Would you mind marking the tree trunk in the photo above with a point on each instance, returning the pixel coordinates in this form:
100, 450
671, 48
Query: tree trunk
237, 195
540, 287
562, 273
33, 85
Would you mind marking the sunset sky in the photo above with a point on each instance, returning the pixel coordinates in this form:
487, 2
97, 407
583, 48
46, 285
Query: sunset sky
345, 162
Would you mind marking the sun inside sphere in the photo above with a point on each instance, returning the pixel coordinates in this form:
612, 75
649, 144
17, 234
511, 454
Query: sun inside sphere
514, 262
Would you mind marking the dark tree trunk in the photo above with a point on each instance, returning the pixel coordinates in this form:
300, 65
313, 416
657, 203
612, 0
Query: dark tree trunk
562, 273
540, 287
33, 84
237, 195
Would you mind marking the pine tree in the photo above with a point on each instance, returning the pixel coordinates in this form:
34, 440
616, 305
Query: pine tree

DIRECTIONS => Quote the whole listing above, leaving nothing out.

THE RESULT =>
Would you mind marking the tree trunk in the photo above with a point on each instance, returning the pixel coordinates in this form:
100, 450
671, 48
Query: tree trunk
237, 195
540, 287
562, 273
33, 85
Would you mind marking the sunset sky in the photo above with a point on each instance, returning the pixel coordinates in this form:
487, 2
97, 407
583, 48
46, 285
Query: sunset sky
345, 162
Would you mind marking the sun inside sphere in the photo above with a point on each instance, returning the pixel coordinates in this form:
612, 75
649, 144
17, 234
511, 454
Query: sun inside sphere
514, 262
Would you mind marking the dark tree trunk in the photo above with a point on each instance, returning the pixel coordinates in this form:
300, 65
313, 416
657, 203
612, 0
Query: dark tree trunk
562, 273
540, 287
33, 84
237, 195
Would you mind marking the pine tree in the photo above with a point on each instance, returning the pixel coordinates in this form:
34, 440
616, 305
Query: pine tree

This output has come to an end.